WHAT TO DO: Transcribe the lines below without any change, covering the stretch from the start through the line containing "x=253 y=218".

PROVIDED DATA:
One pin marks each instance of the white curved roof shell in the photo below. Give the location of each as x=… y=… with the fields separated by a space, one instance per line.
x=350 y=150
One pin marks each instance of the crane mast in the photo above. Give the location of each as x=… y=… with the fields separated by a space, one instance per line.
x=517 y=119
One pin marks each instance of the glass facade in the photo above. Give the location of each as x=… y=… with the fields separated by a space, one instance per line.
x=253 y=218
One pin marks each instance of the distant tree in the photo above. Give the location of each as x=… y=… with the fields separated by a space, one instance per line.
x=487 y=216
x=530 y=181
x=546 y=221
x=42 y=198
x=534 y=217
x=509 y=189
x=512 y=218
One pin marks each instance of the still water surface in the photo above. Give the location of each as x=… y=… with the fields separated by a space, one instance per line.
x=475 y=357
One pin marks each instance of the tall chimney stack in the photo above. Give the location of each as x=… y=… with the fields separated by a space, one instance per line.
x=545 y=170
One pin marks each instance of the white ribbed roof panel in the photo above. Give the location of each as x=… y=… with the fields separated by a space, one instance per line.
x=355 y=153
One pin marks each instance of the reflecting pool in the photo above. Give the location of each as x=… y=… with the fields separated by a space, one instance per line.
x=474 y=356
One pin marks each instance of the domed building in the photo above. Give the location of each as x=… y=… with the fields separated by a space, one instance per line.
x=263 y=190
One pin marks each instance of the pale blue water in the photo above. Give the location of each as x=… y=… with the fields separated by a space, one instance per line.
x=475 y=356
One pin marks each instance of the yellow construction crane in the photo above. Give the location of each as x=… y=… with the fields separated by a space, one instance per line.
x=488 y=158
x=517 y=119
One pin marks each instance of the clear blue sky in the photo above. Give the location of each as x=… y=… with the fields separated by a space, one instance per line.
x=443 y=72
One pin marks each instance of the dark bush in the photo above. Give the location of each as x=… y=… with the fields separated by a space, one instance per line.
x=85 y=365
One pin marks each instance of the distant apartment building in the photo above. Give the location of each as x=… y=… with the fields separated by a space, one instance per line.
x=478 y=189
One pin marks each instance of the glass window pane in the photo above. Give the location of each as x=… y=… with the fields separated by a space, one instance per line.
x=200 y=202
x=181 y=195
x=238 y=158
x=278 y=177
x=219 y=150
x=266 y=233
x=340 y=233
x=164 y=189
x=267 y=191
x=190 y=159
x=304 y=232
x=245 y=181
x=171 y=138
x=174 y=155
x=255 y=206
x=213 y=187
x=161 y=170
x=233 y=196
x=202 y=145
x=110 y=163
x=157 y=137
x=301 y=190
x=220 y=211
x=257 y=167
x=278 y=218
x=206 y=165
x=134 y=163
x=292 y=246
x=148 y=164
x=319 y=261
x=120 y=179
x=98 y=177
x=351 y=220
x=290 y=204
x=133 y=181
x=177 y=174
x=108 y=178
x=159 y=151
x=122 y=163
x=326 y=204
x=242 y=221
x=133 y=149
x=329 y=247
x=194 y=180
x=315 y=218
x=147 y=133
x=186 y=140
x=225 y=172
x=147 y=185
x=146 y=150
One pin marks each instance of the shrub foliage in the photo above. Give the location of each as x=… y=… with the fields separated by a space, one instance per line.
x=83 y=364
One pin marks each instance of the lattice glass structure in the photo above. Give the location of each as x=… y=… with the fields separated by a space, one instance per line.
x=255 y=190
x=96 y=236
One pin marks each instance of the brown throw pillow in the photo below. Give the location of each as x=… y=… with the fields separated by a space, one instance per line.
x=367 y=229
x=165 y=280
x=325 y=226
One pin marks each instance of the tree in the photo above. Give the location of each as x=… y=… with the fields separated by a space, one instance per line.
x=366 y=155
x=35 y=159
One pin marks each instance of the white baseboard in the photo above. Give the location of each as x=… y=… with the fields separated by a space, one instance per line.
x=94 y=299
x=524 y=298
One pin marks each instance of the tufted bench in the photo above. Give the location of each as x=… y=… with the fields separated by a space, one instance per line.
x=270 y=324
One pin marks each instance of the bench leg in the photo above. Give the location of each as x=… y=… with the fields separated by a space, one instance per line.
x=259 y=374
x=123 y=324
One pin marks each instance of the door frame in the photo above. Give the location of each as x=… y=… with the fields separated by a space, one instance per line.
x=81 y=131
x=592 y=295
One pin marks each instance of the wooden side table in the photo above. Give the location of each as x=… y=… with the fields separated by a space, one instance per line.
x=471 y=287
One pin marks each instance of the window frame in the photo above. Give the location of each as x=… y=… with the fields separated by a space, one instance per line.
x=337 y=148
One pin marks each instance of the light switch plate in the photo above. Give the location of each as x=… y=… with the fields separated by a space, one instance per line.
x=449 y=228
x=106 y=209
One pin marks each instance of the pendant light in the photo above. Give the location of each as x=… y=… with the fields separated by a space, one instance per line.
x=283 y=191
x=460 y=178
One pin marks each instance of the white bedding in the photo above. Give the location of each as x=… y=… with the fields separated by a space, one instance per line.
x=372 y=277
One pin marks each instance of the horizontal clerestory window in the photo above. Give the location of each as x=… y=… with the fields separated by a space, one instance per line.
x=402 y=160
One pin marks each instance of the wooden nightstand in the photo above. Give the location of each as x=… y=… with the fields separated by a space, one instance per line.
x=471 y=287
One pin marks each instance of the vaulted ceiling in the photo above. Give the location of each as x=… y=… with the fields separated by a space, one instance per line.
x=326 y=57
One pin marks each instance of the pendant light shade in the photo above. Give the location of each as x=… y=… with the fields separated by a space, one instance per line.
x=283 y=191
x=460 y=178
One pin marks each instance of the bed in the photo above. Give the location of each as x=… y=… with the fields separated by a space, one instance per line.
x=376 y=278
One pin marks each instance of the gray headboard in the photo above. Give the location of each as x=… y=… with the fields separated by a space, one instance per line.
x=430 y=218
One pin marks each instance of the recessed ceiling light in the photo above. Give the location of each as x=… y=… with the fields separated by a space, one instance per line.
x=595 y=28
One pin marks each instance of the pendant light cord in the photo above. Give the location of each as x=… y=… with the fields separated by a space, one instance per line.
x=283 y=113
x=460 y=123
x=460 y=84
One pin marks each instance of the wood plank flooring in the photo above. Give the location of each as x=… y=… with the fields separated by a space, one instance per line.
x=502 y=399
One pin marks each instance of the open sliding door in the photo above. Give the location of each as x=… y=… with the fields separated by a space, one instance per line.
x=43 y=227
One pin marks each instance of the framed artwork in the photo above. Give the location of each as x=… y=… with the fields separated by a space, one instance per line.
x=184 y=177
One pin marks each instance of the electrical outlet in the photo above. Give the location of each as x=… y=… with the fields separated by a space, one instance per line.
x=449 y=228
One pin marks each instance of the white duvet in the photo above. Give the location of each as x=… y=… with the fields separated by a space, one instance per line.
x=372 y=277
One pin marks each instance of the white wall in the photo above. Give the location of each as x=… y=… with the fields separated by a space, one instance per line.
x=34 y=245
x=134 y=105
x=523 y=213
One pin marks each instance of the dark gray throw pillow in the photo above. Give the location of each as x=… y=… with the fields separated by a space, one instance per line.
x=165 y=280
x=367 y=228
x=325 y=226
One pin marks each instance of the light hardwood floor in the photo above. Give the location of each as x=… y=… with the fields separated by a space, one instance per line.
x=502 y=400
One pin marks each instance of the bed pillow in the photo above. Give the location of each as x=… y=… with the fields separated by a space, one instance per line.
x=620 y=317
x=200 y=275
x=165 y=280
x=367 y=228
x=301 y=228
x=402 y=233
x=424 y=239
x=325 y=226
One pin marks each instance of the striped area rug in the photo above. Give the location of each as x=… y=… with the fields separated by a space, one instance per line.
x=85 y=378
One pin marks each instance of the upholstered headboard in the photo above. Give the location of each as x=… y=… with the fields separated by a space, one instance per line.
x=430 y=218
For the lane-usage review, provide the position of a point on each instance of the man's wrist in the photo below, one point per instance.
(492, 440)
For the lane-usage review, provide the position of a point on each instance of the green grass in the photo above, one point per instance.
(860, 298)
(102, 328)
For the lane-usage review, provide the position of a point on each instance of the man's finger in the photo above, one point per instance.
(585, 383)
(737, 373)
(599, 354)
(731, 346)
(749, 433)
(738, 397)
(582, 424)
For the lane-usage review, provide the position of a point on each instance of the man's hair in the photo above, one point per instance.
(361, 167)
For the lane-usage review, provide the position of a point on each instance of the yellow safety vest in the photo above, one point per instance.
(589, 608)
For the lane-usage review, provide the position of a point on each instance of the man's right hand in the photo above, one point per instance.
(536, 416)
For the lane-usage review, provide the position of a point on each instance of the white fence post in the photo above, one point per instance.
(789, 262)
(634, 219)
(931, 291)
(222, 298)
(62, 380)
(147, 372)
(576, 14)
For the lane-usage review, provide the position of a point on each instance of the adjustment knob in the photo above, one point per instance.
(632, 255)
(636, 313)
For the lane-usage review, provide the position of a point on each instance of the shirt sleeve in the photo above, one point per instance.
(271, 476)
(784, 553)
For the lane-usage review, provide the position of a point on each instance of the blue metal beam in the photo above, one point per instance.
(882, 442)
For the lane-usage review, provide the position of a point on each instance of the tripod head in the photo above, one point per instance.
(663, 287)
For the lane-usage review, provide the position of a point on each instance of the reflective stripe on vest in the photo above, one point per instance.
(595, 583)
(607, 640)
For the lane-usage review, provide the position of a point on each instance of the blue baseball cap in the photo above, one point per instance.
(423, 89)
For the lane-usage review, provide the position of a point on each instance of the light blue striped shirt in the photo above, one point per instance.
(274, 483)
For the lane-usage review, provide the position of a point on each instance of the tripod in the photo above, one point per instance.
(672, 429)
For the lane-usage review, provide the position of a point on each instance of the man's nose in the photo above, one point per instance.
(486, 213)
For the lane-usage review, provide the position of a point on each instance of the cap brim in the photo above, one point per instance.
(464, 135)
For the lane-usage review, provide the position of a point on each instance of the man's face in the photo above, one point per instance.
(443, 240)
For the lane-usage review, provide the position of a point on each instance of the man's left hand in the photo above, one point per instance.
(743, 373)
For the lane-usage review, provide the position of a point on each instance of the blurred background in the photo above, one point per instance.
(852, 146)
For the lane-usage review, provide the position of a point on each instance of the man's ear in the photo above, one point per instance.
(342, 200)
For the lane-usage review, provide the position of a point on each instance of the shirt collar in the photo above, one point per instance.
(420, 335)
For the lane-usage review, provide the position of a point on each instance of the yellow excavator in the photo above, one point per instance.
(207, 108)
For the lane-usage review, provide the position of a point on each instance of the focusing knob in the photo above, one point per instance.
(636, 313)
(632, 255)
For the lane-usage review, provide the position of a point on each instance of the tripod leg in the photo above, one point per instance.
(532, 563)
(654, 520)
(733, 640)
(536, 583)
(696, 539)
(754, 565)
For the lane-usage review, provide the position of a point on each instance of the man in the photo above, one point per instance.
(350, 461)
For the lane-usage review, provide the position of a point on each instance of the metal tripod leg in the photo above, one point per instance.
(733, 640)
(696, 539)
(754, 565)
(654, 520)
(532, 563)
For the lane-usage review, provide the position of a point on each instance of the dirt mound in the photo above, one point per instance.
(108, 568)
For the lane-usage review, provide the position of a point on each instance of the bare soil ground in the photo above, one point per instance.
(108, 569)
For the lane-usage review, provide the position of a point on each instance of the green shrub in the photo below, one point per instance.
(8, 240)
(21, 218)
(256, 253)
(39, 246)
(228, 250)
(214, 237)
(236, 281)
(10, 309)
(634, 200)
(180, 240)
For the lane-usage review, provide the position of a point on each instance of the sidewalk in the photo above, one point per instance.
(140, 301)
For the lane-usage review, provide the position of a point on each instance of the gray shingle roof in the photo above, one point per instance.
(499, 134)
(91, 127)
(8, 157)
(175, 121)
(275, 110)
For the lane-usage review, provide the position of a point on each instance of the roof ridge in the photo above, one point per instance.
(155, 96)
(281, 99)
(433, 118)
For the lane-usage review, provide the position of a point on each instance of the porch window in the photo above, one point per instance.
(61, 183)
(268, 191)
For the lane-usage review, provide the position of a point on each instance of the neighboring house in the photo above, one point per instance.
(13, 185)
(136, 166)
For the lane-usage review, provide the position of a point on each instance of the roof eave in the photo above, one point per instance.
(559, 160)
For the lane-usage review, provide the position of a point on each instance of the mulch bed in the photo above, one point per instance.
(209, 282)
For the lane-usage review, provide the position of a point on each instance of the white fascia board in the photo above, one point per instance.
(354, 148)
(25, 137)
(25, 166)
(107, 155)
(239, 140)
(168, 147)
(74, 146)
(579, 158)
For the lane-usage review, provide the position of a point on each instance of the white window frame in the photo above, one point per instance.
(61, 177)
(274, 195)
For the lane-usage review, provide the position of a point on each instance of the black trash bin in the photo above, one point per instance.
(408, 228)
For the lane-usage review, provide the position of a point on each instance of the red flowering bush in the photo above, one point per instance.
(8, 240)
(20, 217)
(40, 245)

REPLY TO THE EXERCISE:
One pin marks each instance of the white curved roof shell in the photo below. Give the location of each as x=… y=… with the fields separated by a space, one instance per line.
x=350 y=150
One pin marks each instance of the crane mast in the photo above. Give the location of each as x=… y=… with the fields separated by a space, one instance per line.
x=517 y=119
One pin marks each instance of the glass facade in the photo above. Give the location of each as x=… y=… with the fields separated by a space, one instance per line.
x=253 y=218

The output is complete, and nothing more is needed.